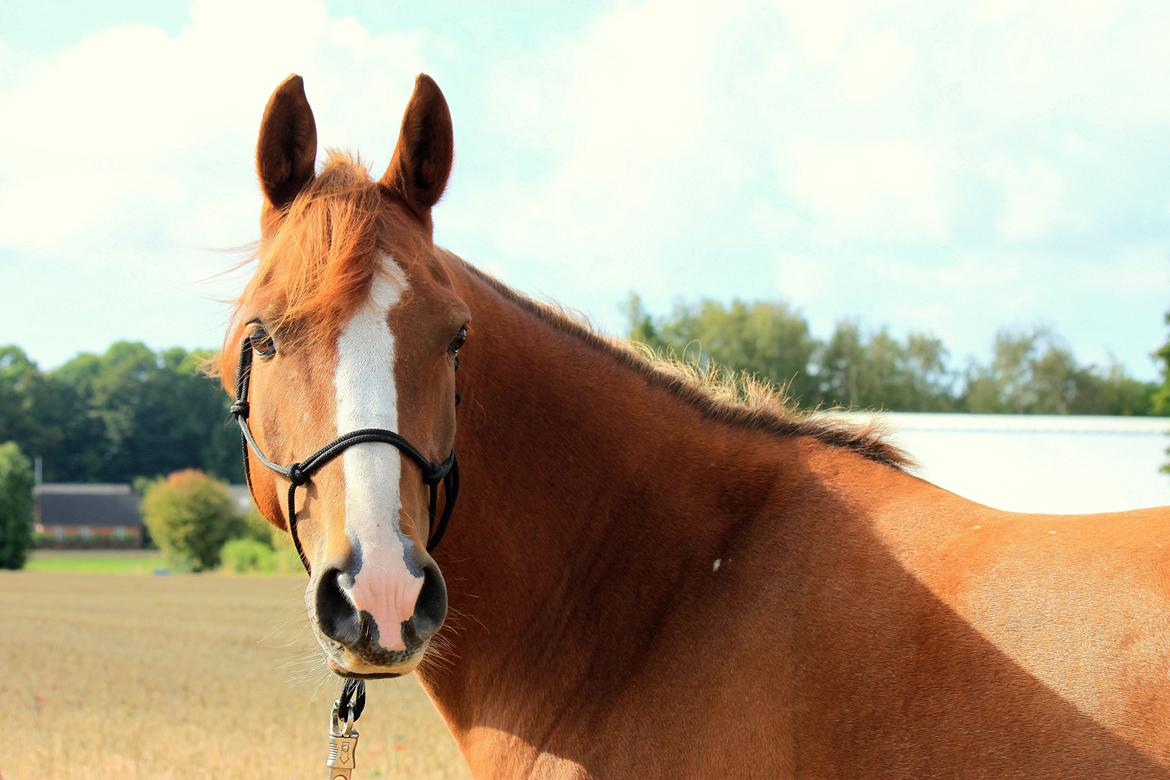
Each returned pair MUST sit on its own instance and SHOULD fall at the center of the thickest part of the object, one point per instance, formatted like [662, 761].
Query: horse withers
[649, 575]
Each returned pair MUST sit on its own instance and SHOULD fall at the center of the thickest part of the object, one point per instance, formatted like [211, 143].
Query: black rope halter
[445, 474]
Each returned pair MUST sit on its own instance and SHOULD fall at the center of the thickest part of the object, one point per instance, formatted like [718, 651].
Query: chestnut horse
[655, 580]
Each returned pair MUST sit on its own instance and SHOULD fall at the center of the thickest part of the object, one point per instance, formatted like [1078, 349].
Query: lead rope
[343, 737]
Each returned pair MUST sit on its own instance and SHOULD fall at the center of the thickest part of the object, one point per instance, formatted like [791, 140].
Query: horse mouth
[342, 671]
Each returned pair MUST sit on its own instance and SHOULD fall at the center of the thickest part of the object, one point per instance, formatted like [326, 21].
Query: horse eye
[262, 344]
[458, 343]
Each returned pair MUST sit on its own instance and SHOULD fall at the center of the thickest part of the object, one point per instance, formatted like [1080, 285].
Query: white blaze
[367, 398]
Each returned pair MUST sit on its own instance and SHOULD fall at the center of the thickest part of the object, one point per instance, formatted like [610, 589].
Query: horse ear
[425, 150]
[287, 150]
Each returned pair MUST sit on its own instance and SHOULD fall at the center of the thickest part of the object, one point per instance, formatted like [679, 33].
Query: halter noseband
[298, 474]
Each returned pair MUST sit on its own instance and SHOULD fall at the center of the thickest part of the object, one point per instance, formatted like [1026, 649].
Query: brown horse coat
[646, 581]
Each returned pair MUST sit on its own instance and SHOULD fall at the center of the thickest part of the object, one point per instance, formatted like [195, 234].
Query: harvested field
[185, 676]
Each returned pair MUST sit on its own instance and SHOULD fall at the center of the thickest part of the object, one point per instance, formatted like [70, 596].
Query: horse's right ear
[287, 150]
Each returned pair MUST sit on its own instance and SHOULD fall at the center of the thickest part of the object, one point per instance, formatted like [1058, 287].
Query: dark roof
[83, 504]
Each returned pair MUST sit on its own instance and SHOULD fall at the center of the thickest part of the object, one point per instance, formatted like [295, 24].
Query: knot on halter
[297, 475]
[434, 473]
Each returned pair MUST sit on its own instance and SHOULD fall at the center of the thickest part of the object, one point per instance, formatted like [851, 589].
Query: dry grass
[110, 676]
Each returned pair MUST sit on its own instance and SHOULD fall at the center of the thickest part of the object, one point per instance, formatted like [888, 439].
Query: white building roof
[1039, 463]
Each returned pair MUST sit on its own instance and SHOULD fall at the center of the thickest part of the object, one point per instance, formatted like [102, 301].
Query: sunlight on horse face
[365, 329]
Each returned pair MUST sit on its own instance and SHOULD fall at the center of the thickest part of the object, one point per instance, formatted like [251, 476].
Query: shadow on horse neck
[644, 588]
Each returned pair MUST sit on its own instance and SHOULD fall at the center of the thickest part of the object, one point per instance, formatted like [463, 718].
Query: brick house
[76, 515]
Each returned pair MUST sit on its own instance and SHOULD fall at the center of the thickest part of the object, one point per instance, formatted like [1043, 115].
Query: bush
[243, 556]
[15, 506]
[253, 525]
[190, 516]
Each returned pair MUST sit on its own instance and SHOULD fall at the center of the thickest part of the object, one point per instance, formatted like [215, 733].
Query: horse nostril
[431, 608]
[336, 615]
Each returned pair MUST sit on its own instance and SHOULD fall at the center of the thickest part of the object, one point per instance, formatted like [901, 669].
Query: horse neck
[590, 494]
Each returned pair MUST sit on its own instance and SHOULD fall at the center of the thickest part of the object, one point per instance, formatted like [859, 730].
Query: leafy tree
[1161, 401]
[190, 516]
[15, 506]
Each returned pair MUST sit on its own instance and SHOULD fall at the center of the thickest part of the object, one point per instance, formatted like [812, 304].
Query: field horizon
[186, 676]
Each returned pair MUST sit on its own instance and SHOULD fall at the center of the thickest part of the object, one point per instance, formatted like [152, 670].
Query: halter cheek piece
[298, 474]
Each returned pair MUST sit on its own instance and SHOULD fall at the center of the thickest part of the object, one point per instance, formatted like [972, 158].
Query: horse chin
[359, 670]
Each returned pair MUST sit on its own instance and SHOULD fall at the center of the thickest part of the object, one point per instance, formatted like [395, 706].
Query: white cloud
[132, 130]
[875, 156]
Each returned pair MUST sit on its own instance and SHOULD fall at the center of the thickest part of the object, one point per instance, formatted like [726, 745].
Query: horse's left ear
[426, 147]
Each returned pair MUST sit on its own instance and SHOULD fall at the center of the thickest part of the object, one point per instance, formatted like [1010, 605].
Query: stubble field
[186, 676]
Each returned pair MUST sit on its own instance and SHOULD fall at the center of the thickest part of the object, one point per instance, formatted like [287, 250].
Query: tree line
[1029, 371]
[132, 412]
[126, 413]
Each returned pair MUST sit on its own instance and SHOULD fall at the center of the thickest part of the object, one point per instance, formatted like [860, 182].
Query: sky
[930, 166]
⁂
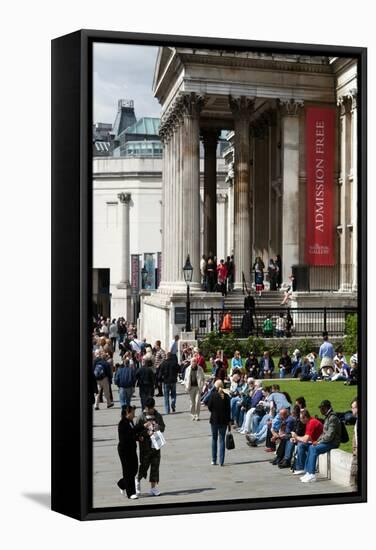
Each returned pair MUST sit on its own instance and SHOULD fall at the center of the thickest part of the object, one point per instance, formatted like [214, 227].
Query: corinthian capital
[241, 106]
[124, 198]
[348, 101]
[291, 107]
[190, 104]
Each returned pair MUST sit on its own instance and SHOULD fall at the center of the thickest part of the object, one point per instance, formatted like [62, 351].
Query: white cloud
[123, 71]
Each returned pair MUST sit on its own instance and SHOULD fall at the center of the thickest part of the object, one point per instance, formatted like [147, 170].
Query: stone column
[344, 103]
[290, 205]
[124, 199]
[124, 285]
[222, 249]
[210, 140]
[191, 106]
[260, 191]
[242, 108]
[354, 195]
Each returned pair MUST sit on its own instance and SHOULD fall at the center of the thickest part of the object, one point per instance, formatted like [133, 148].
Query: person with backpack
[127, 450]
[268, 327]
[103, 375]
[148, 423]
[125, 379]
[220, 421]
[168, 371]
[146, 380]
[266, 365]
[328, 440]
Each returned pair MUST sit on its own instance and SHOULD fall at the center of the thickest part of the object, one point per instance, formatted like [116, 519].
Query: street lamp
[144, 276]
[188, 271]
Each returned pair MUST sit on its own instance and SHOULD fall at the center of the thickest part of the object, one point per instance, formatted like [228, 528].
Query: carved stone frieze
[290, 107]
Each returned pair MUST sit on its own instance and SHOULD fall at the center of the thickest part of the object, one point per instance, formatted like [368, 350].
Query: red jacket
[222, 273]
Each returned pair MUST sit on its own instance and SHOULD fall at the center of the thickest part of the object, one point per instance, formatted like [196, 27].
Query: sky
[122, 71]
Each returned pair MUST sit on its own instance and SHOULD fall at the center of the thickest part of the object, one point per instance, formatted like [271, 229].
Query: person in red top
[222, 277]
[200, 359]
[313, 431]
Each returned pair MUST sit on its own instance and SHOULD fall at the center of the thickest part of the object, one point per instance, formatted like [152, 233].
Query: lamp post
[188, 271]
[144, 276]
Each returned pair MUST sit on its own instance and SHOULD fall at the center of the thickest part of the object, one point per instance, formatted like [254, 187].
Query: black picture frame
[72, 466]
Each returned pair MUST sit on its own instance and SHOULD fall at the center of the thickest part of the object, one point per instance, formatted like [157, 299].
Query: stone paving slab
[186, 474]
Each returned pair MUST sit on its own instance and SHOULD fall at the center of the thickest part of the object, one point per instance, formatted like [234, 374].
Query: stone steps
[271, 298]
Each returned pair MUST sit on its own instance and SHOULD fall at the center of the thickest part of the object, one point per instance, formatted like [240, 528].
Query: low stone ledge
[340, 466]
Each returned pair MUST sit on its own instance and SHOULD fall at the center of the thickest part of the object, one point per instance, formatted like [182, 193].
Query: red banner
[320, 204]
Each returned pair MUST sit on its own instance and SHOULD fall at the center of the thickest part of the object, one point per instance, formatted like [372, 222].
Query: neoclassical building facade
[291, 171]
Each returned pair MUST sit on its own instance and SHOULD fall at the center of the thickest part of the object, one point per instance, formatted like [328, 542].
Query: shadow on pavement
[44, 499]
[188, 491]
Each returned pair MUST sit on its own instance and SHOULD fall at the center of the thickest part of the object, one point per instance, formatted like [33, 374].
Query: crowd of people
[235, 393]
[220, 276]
⁂
§ WORK ORDER:
Above are the records. Print exactly, and only, the lines from the line with "like [662, 761]." to the line with "like [791, 140].", both inclusive.

§ ANSWER SECTION:
Each returned pair MUST sit on its own instance and SHOULD fall at the center of the thickest part of the object, one point per instance, formatted like [662, 761].
Query: horse withers
[649, 575]
Each returned pair MUST sit on its own instance and SHOULD fall at the center of the thickest part of the object, one point per instance, formatted like [211, 143].
Query: black rope halter
[445, 474]
Each returned pair MUST sit on its own instance and SHOULD fall at the center of the thickest part of the object, one point per instance, formatted like [718, 651].
Query: chestnut horse
[655, 580]
Each returned pair MUST sit on its own instance and SHOULD fall at the center of the thickest part of the object, one point per instance, formatted like [1078, 349].
Query: lead rope
[343, 737]
Each returned pair MUST sit on its own instance and SHOULD fall at the center of the thickest part of the object, one point per instance, formatted like [791, 140].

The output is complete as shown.